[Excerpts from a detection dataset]
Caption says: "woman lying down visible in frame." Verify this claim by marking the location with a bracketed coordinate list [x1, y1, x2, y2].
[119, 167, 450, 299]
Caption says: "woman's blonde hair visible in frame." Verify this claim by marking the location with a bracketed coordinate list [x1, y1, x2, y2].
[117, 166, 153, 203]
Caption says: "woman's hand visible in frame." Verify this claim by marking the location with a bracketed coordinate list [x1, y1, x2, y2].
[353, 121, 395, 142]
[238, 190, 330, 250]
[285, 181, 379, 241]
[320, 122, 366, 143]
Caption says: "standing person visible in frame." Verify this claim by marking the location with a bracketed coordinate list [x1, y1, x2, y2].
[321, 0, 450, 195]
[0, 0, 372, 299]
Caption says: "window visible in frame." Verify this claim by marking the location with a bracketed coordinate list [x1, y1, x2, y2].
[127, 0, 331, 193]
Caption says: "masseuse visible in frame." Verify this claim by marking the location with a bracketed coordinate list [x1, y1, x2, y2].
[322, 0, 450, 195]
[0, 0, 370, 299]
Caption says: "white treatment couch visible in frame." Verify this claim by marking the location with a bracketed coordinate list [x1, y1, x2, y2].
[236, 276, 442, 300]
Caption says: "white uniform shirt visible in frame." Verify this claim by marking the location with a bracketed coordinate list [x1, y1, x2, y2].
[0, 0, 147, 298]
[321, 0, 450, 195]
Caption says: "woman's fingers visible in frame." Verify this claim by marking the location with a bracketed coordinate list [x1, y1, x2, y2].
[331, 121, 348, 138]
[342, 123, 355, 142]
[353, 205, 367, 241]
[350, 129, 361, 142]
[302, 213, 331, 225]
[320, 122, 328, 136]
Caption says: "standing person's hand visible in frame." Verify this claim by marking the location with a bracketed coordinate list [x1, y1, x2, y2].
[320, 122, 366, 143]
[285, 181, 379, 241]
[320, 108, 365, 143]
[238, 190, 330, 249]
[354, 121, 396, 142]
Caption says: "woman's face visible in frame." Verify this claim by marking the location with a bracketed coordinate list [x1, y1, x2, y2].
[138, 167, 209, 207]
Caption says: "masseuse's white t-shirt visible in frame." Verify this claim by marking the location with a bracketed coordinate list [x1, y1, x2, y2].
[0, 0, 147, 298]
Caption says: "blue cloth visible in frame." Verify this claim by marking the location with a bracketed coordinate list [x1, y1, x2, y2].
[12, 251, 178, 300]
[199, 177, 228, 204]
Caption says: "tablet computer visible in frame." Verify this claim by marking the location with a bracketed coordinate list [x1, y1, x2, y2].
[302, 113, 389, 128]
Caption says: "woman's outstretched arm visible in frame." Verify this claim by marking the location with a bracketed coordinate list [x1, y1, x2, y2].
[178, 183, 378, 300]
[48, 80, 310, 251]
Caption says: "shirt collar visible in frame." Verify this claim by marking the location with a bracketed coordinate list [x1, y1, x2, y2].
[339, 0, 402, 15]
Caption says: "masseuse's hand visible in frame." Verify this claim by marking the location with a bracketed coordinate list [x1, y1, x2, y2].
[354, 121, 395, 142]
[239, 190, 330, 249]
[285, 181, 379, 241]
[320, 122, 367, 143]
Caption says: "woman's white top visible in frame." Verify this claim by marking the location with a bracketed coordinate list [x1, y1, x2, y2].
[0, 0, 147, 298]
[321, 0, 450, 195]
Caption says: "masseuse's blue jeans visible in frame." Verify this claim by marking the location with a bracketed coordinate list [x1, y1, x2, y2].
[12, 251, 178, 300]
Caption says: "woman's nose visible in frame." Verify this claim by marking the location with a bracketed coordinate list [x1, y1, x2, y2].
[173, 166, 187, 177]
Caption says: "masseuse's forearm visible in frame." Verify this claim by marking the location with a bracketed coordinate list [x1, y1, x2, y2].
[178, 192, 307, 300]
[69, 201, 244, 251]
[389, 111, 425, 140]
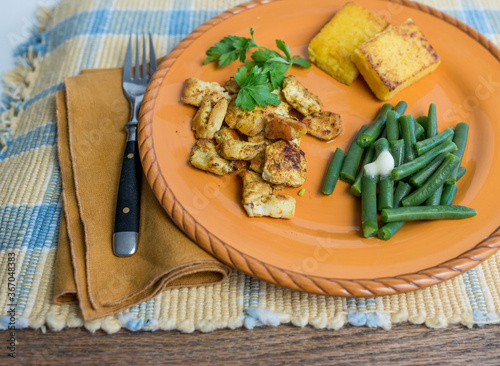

WHAT IS BEING ASKED: Please put every line of the records above into a numbered list, skipping any blank lines. Leave the picture out of your answer.

THE RESULT:
1. Caption says: "woman lying down visible in frame." Verify this claim by marking the location with a bracketed coordinate list [x1, y1, x2, y2].
2. [119, 167, 450, 299]
3. Caption says: "woman's blonde hair visible in frame." Verify this claim by marking the location with a bracketed coordinate list [x1, y1, x2, y2].
4. [117, 166, 153, 203]
5. Caption says: "woman's hand visible in frame." Verify this claim by marking the location with a bracketed coordinate list [x1, y1, x2, y2].
6. [353, 121, 395, 142]
7. [238, 190, 330, 250]
8. [285, 181, 379, 241]
9. [320, 122, 366, 143]
10. Caption says: "standing person visible in frame." Verify this claim by marking the location with a bracketed coordinate list [x1, y1, x2, y2].
11. [321, 0, 450, 195]
12. [0, 0, 372, 299]
13. Caption says: "window visible in frame." Verify this claim by marking the location with a bracketed coordinate list [x1, y1, x2, y2].
14. [127, 0, 331, 193]
15. Caption says: "masseuse visible in frame." Verify this claim by marking the location with a bracketed coordinate list [x1, y1, x2, y2].
16. [322, 0, 450, 195]
17. [0, 0, 370, 299]
18. Caption says: "white treatment couch visible in frame." Verify this claim by marking the location with a bracketed coordinate list [x1, y1, x2, y2].
19. [236, 276, 442, 300]
20. Caption says: "white uniform shirt visible in frame." Verify this claim by marking the location with a bracketed coordinate list [x1, y1, x2, y2].
21. [0, 0, 147, 298]
22. [321, 0, 450, 195]
23. Caption says: "woman's fingers visible in frame." Verify this claim by marking the location with a bracketed coordinate list [x1, y1, x2, y2].
24. [331, 121, 348, 138]
25. [342, 123, 355, 142]
26. [353, 205, 367, 241]
27. [350, 129, 361, 142]
28. [302, 213, 331, 225]
29. [320, 122, 328, 136]
30. Caption says: "standing person's hand visible in frame." Verify this claim by marking the location with a bracketed coordinate list [x1, y1, x2, y2].
31. [320, 122, 366, 143]
32. [285, 181, 379, 241]
33. [320, 108, 365, 143]
34. [238, 190, 330, 249]
35. [354, 121, 396, 142]
36. Caption says: "woman's face visible in frame." Verify this claim by marking the location with a bracketed coordinate list [x1, y1, x2, y2].
37. [138, 167, 209, 207]
38. Caption says: "masseuse's white t-shirt visible in frame." Verify this claim by marking the location with a bracketed coordinate list [x1, y1, x2, y2].
39. [0, 0, 147, 298]
40. Caption says: "blue cloth visible in frame." Verify this claim by marking the location with a bracketed coordinate list [x1, y1, x2, y2].
41. [12, 251, 178, 300]
42. [199, 177, 228, 204]
43. Caption says: "tablet computer visible in frame." Verify this claim by marking the location with a bracketed coordinate list [x1, y1, x2, y2].
44. [302, 113, 389, 128]
45. Caption says: "woman's outstretched arm visible in frame." Verify this claim by marking the location with a bracketed coordinate list [x1, y1, x2, y2].
46. [178, 183, 378, 300]
47. [48, 80, 310, 251]
48. Caption says: "shirt collar visible in frame." Verify this claim by marking the location with a bracketed coordinate list [x1, y1, x2, y2].
49. [339, 0, 402, 15]
50. Caption says: "masseuse's hand visible in frame." Verify this claim by marking the location with a bracketed coordinate list [x1, y1, x2, y2].
51. [354, 121, 395, 142]
52. [239, 190, 330, 249]
53. [285, 181, 379, 241]
54. [320, 122, 367, 143]
55. Caption says: "woman's white top visible in frame." Verify this claim by marking the location with a bracketed coordinate list [x1, y1, x2, y2].
56. [0, 0, 147, 298]
57. [321, 0, 450, 195]
58. Caption says: "masseuse's blue jeans visible in frame." Verify this claim by marking the location with a bracketed coordinate list [x1, y1, x2, y2].
59. [12, 251, 178, 300]
60. Caption says: "woman's nose visible in frame." Verify this claim by marking the location with a bracketed coordinate list [x1, y1, x2, y2].
61. [173, 166, 187, 177]
62. Caption says: "masseuse's forearm visible in frame." Verify this claim by marking the location with a bracketed coordinate list [x1, y1, x2, y2].
63. [178, 192, 307, 300]
64. [69, 201, 244, 251]
65. [389, 111, 425, 140]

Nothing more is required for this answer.